-- Start of Supplied passage --

Having been lucky to sample the original goodie (made by Hotel Sacher) a few years ago thanks to my former neighbor, an old lady, who kindly gifted me a slice of that delicacy, I can proudly say that mine stands comparison with the original. It is flawless!

Rick Rodger’s “Sachertorte” is based on “Das Grosse Sacher Backbuch” and is just perfect both in taste and texture. The sponge layers are soft, yet slightly compact (in an titillating way), the chocolate topping is marvelously gooey and the aromas blend incredibly well together. A real poem and ode to ambrosialness!

Related article & recipe:
Dobos Torte” by Rick Rodgers and baked by myself
Vienna’s Sweet Empire” Saveur Magazine

Sachertorte 2 2 Bis
~ Sachertorte ~
Recipe adapted from Rick Rodgers' "
Kaffeehaus: Exquisite Desserts from the Classic Cafés of Vienna, Budapest, and Prague".

Makes 12 to 16 servings.

Ingredients for the "Torte":
135g Good quality bittersweet chocolate, finely chopped
9 Tbs (135g) Unsalted butter, at cool room temperature

120g (1 Cup) Powdered sugar
6 Large eggs, separated & at room temperature

1 Tsp Pure vanilla extract

105g (1/2 Cup) Castor sugar

128g (1 Cup) All-purpose flour

Ingredients For "Assembling & Serving The Torte":
250g (1 Cup) Apricot glaze (recipe)

-- End of Supplied passage --
-- Start of Material provided --

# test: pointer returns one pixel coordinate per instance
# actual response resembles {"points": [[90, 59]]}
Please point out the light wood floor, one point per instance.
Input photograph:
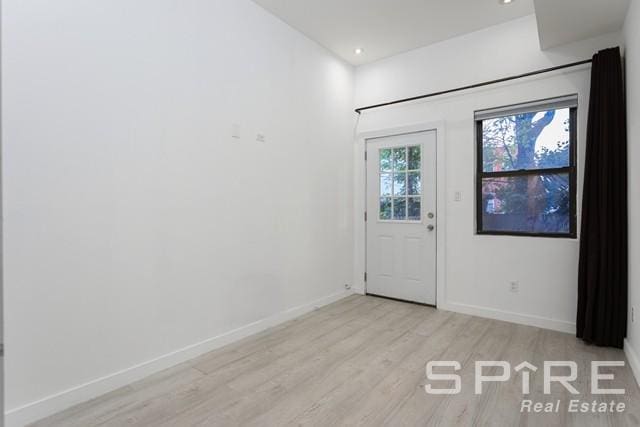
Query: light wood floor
{"points": [[360, 361]]}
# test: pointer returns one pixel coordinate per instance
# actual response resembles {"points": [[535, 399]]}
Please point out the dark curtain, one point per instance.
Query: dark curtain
{"points": [[602, 283]]}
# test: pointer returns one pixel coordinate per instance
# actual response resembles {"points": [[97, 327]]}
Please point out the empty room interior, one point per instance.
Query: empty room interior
{"points": [[320, 212]]}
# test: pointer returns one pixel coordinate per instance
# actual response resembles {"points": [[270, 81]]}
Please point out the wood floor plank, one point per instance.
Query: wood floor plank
{"points": [[361, 361]]}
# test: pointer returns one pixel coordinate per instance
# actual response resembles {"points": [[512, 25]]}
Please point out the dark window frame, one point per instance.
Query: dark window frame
{"points": [[571, 170]]}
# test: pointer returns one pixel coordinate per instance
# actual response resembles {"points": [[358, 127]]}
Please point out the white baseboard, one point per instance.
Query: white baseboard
{"points": [[633, 359], [509, 316], [20, 416]]}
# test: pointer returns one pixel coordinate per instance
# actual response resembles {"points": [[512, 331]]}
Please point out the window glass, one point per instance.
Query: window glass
{"points": [[526, 173]]}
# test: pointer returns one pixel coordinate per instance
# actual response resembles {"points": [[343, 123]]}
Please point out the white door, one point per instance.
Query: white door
{"points": [[401, 217]]}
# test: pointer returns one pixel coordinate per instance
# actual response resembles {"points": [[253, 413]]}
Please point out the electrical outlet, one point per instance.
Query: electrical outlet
{"points": [[235, 131], [514, 287]]}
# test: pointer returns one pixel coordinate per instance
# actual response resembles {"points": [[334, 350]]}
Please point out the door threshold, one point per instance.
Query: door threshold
{"points": [[402, 300]]}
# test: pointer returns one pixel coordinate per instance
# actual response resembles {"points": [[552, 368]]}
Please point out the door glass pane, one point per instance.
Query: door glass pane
{"points": [[385, 208], [400, 159], [399, 184], [385, 184], [414, 184], [385, 160], [413, 208], [414, 158], [400, 208]]}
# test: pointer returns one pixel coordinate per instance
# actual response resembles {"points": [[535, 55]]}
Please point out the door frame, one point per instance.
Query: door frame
{"points": [[360, 225]]}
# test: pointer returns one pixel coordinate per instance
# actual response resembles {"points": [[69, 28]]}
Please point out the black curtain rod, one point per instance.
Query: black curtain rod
{"points": [[491, 82]]}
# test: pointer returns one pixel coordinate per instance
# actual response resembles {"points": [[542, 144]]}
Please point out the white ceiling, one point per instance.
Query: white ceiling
{"points": [[566, 21], [387, 27]]}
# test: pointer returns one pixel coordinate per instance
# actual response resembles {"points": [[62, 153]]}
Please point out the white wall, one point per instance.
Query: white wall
{"points": [[632, 60], [135, 225], [479, 268]]}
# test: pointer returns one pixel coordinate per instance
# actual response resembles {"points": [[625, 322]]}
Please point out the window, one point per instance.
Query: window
{"points": [[400, 184], [526, 170]]}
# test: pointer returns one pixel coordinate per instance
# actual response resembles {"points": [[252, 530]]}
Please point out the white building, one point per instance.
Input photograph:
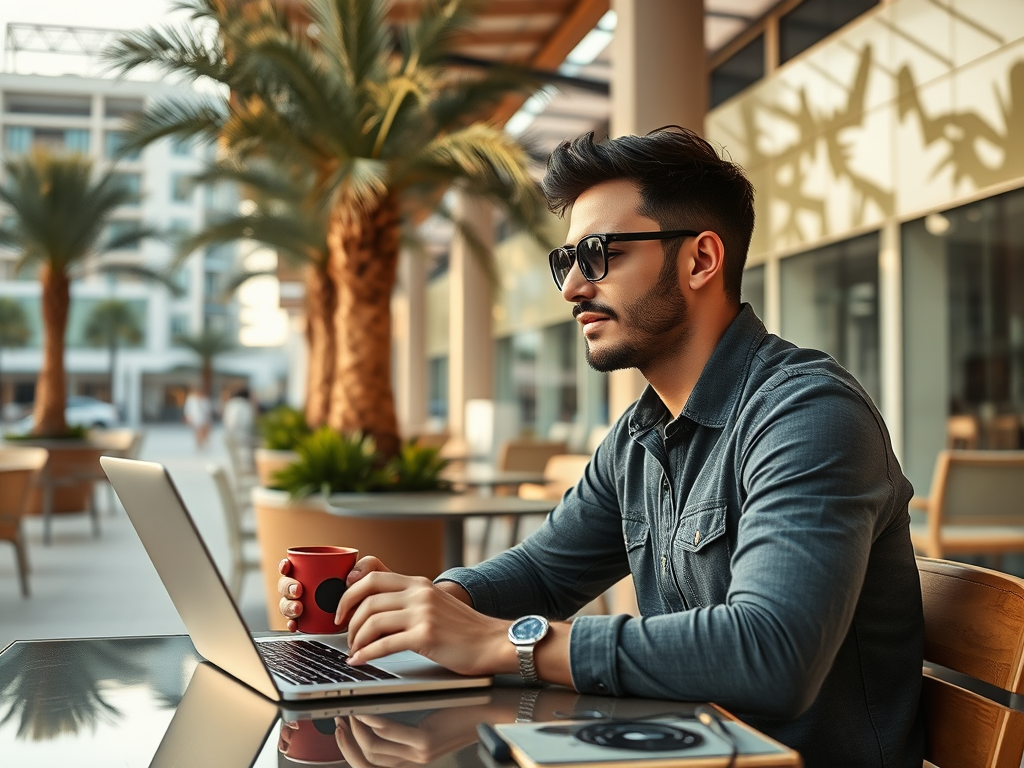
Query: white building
{"points": [[87, 115]]}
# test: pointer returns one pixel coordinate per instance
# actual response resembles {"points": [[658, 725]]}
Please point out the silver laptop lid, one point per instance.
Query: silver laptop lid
{"points": [[188, 573]]}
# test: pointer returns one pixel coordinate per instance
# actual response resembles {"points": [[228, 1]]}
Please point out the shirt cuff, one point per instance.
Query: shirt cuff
{"points": [[475, 585], [593, 652]]}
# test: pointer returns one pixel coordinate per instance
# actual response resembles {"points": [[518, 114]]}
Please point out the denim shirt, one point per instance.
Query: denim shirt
{"points": [[767, 532]]}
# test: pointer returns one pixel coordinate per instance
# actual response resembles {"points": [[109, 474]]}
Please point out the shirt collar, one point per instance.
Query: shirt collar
{"points": [[715, 395]]}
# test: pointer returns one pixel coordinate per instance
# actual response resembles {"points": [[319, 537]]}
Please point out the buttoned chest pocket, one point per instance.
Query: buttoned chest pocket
{"points": [[700, 553]]}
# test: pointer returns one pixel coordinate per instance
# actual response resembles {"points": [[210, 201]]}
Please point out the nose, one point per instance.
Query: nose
{"points": [[577, 288]]}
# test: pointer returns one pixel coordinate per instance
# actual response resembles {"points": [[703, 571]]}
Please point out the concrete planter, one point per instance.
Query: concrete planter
{"points": [[411, 547], [269, 461]]}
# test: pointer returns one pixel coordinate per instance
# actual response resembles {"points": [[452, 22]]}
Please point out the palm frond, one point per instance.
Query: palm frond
{"points": [[182, 117]]}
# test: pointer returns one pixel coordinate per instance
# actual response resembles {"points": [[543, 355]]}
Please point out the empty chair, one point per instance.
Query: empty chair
{"points": [[976, 505], [19, 468], [974, 625], [239, 532], [560, 473]]}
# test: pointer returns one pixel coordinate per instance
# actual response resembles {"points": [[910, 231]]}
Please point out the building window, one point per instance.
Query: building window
{"points": [[829, 301], [181, 187], [437, 388], [113, 141], [753, 289], [739, 71], [122, 108], [178, 328], [964, 327], [813, 20], [46, 103], [17, 139], [121, 227], [132, 182]]}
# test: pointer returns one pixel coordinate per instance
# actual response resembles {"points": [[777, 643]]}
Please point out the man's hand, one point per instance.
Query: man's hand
{"points": [[388, 612], [290, 590]]}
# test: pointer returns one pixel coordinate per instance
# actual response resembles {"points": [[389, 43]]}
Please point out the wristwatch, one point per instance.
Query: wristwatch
{"points": [[525, 633]]}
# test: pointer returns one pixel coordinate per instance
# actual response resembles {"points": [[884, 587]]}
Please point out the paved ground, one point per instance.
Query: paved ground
{"points": [[88, 587]]}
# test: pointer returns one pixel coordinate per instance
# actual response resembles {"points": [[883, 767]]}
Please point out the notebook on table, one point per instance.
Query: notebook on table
{"points": [[282, 668]]}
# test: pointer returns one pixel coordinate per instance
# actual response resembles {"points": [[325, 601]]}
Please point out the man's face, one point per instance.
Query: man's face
{"points": [[638, 312]]}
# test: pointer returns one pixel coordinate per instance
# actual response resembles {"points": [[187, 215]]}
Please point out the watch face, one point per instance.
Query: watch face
{"points": [[527, 629]]}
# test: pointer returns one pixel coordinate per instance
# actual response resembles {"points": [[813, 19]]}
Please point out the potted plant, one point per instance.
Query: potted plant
{"points": [[328, 467], [282, 430]]}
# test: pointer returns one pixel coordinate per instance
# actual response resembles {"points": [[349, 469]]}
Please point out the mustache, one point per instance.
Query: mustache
{"points": [[593, 306]]}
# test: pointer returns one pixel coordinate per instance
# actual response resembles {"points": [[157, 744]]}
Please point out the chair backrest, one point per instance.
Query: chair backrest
{"points": [[18, 469], [974, 625], [962, 432], [978, 487], [528, 456], [232, 517]]}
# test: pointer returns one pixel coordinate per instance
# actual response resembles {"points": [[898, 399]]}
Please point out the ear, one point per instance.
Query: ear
{"points": [[709, 261]]}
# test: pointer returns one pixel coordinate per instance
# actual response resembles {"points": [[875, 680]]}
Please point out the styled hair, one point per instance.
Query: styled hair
{"points": [[683, 183]]}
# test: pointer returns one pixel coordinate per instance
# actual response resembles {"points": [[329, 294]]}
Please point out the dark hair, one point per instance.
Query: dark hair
{"points": [[683, 182]]}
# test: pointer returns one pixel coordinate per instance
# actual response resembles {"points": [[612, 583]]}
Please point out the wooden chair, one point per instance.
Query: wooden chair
{"points": [[976, 505], [974, 626], [560, 473], [239, 531], [962, 432], [19, 468], [520, 456]]}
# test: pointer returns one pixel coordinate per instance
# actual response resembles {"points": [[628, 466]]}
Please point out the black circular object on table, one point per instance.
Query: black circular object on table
{"points": [[639, 735]]}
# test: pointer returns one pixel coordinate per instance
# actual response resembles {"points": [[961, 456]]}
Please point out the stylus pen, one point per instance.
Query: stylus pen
{"points": [[497, 747]]}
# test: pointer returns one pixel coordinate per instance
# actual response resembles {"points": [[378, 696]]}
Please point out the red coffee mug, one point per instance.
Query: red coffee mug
{"points": [[311, 741], [322, 571]]}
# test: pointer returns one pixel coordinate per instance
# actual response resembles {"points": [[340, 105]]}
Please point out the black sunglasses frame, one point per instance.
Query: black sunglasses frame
{"points": [[604, 239]]}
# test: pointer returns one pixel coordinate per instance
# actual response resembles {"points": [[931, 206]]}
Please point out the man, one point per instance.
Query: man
{"points": [[752, 492]]}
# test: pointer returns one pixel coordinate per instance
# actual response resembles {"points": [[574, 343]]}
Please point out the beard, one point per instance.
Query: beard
{"points": [[659, 310]]}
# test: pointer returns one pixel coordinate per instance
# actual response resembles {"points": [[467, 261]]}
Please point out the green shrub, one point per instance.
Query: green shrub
{"points": [[418, 468], [333, 463], [284, 428]]}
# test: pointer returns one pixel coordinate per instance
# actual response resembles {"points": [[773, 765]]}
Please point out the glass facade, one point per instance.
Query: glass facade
{"points": [[829, 301], [964, 326], [753, 289]]}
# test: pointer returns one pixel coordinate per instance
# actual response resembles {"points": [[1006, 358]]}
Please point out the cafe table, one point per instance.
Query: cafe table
{"points": [[153, 701]]}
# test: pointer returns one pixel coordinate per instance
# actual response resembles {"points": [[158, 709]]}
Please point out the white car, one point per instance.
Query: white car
{"points": [[81, 411]]}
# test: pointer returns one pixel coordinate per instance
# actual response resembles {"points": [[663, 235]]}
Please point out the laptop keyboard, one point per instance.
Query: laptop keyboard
{"points": [[312, 663]]}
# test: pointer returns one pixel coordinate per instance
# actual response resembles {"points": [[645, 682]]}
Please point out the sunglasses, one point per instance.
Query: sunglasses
{"points": [[591, 253]]}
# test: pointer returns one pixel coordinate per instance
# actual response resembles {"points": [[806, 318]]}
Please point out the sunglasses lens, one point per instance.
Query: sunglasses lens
{"points": [[561, 262], [590, 254]]}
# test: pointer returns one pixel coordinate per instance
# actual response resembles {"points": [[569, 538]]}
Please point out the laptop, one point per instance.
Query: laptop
{"points": [[219, 722], [282, 668]]}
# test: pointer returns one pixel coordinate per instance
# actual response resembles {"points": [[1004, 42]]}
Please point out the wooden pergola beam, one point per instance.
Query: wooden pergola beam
{"points": [[573, 27]]}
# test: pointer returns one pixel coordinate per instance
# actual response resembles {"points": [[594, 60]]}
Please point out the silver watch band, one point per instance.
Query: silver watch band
{"points": [[526, 667]]}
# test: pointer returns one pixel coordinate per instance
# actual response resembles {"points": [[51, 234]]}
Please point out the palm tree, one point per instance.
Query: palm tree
{"points": [[283, 219], [111, 324], [381, 119], [59, 218], [207, 344], [14, 329]]}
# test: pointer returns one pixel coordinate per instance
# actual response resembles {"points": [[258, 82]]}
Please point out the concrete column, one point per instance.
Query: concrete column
{"points": [[471, 347], [409, 311], [891, 323], [658, 78]]}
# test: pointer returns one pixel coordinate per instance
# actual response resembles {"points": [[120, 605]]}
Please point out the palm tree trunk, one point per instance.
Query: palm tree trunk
{"points": [[321, 306], [51, 388], [364, 263]]}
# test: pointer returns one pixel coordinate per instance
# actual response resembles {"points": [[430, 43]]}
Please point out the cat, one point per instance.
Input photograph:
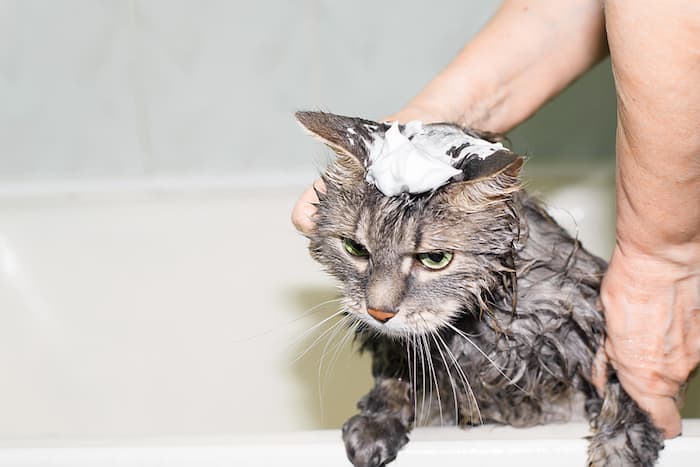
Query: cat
{"points": [[477, 307]]}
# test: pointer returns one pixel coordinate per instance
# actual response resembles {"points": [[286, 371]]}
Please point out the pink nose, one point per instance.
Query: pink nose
{"points": [[381, 316]]}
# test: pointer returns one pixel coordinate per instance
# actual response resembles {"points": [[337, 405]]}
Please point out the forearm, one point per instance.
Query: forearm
{"points": [[651, 291], [526, 54], [658, 138]]}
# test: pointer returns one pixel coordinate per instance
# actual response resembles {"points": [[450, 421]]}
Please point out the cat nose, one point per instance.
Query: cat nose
{"points": [[381, 316]]}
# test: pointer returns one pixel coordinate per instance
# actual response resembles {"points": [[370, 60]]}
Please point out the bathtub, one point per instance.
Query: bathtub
{"points": [[551, 446], [173, 322]]}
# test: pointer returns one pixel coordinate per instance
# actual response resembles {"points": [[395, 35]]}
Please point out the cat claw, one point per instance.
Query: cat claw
{"points": [[373, 442]]}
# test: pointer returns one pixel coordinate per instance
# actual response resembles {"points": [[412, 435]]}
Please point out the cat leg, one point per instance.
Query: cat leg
{"points": [[374, 436], [624, 434]]}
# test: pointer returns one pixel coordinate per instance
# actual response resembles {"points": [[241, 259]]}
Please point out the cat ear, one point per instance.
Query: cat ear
{"points": [[346, 136], [486, 181], [503, 162]]}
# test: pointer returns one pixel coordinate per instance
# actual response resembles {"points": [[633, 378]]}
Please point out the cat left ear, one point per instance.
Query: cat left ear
{"points": [[346, 136], [485, 181], [501, 163]]}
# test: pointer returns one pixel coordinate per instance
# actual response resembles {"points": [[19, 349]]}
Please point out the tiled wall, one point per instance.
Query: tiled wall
{"points": [[119, 88]]}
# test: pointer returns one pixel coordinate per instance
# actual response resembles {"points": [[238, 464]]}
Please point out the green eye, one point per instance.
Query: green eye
{"points": [[435, 260], [354, 248]]}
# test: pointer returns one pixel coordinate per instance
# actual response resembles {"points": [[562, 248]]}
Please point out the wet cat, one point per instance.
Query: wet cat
{"points": [[475, 305]]}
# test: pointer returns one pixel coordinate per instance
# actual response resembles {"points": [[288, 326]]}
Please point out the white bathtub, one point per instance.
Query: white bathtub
{"points": [[553, 446], [157, 323]]}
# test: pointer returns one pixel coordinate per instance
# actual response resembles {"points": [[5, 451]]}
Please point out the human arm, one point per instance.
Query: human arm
{"points": [[651, 292], [526, 54]]}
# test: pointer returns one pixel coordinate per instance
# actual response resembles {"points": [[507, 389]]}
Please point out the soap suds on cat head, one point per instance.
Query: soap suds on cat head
{"points": [[421, 158]]}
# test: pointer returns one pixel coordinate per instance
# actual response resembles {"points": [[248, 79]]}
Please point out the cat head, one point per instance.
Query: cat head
{"points": [[423, 238]]}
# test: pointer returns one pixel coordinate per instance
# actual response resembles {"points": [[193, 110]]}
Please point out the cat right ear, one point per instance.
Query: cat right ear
{"points": [[346, 136]]}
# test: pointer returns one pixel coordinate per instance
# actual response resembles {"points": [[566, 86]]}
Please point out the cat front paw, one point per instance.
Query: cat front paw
{"points": [[373, 441]]}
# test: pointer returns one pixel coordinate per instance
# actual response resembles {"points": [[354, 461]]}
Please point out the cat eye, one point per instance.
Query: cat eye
{"points": [[435, 260], [354, 248]]}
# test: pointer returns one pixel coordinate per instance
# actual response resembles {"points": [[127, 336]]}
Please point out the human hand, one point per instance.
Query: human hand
{"points": [[652, 313]]}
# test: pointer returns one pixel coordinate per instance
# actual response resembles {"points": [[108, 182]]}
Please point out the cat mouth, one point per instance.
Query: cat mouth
{"points": [[379, 315]]}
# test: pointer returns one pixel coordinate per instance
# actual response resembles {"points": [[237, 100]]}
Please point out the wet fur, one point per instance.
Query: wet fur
{"points": [[507, 336]]}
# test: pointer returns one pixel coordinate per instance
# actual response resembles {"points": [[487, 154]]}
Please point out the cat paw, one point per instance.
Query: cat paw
{"points": [[373, 441]]}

-- End of Material provided --

### Problem set
**A)** Answer these questions about the Sachertorte post, using the text above the entries:
(i) What book is the Sachertorte recipe based on?
(ii) How many servings does the recipe make?
(iii) How much castor sugar goes into the torte?
**B)** In the Sachertorte post above the entries, repeat everything from "Having been lucky" down to "ode to ambrosialness!" without any changes.

### Exercise solutions
**A)**
(i) "Das Grosse Sacher Backbuch"
(ii) 12 to 16 servings
(iii) 105g (1/2 Cup)

**B)**
Having been lucky to sample the original goodie (made by Hotel Sacher) a few years ago thanks to my former neighbor, an old lady, who kindly gifted me a slice of that delicacy, I can proudly say that mine stands comparison with the original. It is flawless!

Rick Rodger’s “Sachertorte” is based on “Das Grosse Sacher Backbuch” and is just perfect both in taste and texture. The sponge layers are soft, yet slightly compact (in an titillating way), the chocolate topping is marvelously gooey and the aromas blend incredibly well together. A real poem and ode to ambrosialness!